Text
################
Even without decaf, the results were similar to tests with caffeinated coffee.
Coffee drinkers are well aware of the fact that coffee keeps the bowel moving. For years, it was believed that caffeine is the major ingredient behind this, however, a new study from Texas researchers deny those claims. A study published at Digestive Disease Week (DDW) 2019, showed that coffee suppressed gut bacteria and increased muscle motility in rats, regardless of the caffeine content. Xuan-Zheng Shi, who is an associate professor at the University of Texas Medical Branch, Galveston led the study.
She explained that a team of researchers fed the rats coffee and tested effects on gut bacteria in Petri dishes. “When rats were treated with coffee for three days, the ability of the muscles in the small intestine to contract appeared to increase,” said Xuan-Zheng Shi. Furthermore, he added saying, “Interestingly, these effects are caffeine-independent, because caffeine-free coffee had similar effects as regular coffee.” The study showed that the growth of bacteria and other microbes in fecal matter in a petri dish was suppressed with a solution of 1.5% of coffee. Moreover, this growth was even lower when it was treated 3% of the coffee solution.
In fact, decaffeinated coffee has a similar impact. The authors concluded saying, “in vitro and in vivo studies show that coffee stimulates intestinal smooth muscle contractility and inhibits gut microbiota in a caffeine independent manner.” The results of this study support the need for additional clinical research to determine, whether coffee drinking might be an effective treatment for post-operative constipation, or ileus, in which the intestines stop functioning after abdominal surgery.
################
Provided records

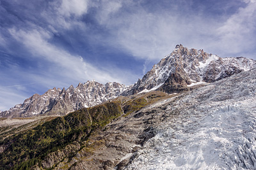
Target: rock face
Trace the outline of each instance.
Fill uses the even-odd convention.
[[[28,117],[42,114],[65,115],[115,98],[127,88],[116,82],[102,85],[96,81],[79,83],[76,88],[71,85],[67,90],[54,88],[42,96],[34,94],[23,104],[2,111],[0,117]]]
[[[242,71],[256,67],[256,61],[244,57],[221,58],[203,50],[188,49],[177,45],[142,79],[125,87],[118,83],[100,84],[95,81],[79,83],[65,89],[50,89],[44,94],[34,94],[0,117],[26,117],[36,115],[64,115],[84,107],[90,107],[120,95],[129,96],[158,90],[169,94],[193,89],[202,84],[212,83]]]
[[[172,53],[154,65],[131,89],[122,95],[157,89],[168,93],[179,92],[193,85],[212,83],[255,67],[256,62],[252,59],[221,58],[204,50],[189,50],[177,45]]]

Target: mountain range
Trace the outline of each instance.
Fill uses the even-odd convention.
[[[54,88],[1,112],[0,169],[255,169],[255,60],[179,45],[134,85]]]
[[[71,85],[67,90],[54,88],[43,95],[35,94],[22,104],[0,112],[0,117],[65,115],[115,99],[151,90],[168,94],[189,90],[256,67],[256,61],[244,57],[221,58],[204,50],[189,50],[177,45],[154,65],[142,79],[125,86],[113,82],[102,85],[95,80]]]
################
Problems to solve
1. In the coffee article, how many days were the rats treated with coffee?
2. Revise the stretch of the coffee article from "In fact, decaffeinated" through "after abdominal surgery.", putting "clinical trials" in place of "clinical research".

Set of answers
1. Three days.

2.
In fact, decaffeinated coffee has a similar impact. The authors concluded saying, “in vitro and in vivo studies show that coffee stimulates intestinal smooth muscle contractility and inhibits gut microbiota in a caffeine independent manner.” The results of this study support the need for additional clinical trials to determine, whether coffee drinking might be an effective treatment for post-operative constipation, or ileus, in which the intestines stop functioning after abdominal surgery.